REQUIRED WORK
Gather every line in the rows below that contains the string "Draw". Case counts.

DATA PROVIDED
++++++++++++++++++++

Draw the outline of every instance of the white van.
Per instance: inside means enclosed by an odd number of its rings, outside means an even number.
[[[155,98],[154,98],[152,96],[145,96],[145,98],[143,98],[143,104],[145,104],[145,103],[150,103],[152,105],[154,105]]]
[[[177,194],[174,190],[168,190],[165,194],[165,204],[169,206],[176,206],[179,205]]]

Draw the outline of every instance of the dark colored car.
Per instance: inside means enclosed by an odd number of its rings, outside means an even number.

++++++++++++++++++++

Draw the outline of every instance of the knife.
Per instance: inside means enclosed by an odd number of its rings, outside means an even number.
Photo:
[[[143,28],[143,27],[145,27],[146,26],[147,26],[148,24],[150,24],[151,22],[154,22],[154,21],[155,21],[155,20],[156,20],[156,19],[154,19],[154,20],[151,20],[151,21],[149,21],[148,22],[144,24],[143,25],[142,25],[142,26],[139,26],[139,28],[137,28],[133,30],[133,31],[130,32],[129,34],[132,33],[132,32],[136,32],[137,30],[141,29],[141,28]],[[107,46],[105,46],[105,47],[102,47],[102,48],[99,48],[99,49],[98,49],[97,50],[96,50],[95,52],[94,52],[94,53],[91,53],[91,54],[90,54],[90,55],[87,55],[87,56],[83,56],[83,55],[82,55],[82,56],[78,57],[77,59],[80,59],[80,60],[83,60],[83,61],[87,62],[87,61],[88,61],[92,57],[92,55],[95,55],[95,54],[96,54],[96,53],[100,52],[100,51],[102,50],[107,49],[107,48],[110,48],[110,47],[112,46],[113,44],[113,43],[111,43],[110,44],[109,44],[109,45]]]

++++++++++++++++++++

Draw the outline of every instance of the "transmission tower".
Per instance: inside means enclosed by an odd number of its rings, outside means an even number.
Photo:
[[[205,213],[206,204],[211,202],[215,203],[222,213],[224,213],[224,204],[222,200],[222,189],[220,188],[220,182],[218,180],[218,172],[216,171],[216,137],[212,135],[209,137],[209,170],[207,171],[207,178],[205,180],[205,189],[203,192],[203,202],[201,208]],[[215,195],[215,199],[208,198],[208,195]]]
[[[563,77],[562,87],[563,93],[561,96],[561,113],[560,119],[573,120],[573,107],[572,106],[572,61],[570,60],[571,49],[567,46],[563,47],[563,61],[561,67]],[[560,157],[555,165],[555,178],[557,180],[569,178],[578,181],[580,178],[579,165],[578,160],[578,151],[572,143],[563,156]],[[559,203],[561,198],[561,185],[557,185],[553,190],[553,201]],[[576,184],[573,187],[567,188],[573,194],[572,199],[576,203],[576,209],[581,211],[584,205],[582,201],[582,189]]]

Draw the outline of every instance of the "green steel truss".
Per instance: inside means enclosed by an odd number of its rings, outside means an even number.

++++++++++++++++++++

EXERCISE OUTPUT
Draw the outline of every instance of the white van.
Draw the outline of every instance of the dark colored car.
Draw the outline of every instance of the knife.
Draw the outline of every instance of the "transmission tower".
Draw the outline of every instance of the "green steel truss".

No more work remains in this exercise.